# EXERCISE INSTRUCTIONS:
Rescale the lines from the start of the records through the line that contains "(0, 328), (11, 394)", copying every one of them, requests included, with each bounding-box coordinate multiplied by 0.55 and rounded to a whole number, halves up. The numbers in the requests and their format samples stay unchanged, and no later lines are included.
_____
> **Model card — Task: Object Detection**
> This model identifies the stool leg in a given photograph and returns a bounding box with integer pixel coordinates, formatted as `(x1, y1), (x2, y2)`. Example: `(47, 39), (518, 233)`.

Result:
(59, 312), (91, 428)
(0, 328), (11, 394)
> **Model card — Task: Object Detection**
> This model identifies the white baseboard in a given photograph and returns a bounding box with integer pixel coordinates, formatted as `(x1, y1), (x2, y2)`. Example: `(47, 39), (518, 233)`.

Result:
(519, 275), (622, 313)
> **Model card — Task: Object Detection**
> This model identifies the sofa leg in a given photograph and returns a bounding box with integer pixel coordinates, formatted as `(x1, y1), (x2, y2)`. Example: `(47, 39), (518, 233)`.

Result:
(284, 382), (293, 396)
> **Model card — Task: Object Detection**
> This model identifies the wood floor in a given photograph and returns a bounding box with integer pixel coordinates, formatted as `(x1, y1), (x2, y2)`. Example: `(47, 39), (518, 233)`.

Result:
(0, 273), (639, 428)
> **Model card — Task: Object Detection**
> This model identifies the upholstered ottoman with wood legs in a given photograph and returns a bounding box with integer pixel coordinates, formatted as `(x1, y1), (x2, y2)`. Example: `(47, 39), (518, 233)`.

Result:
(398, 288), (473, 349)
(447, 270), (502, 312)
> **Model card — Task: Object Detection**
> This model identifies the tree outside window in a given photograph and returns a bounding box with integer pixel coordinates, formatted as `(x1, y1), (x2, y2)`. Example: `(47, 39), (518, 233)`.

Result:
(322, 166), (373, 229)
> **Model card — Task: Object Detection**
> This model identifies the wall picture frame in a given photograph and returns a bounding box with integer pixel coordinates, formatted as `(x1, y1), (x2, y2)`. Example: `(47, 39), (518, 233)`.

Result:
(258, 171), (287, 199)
_____
# OUTPUT FOR THIS TASK:
> **Model card — Task: Object Detection**
> This model identifies the stool leg in a given photograph and returns a bounding box with integer pixel coordinates, formatted as `(x1, y1), (x2, y2)`. Example: `(47, 39), (518, 233)`.

Result:
(32, 172), (50, 235)
(0, 180), (6, 217)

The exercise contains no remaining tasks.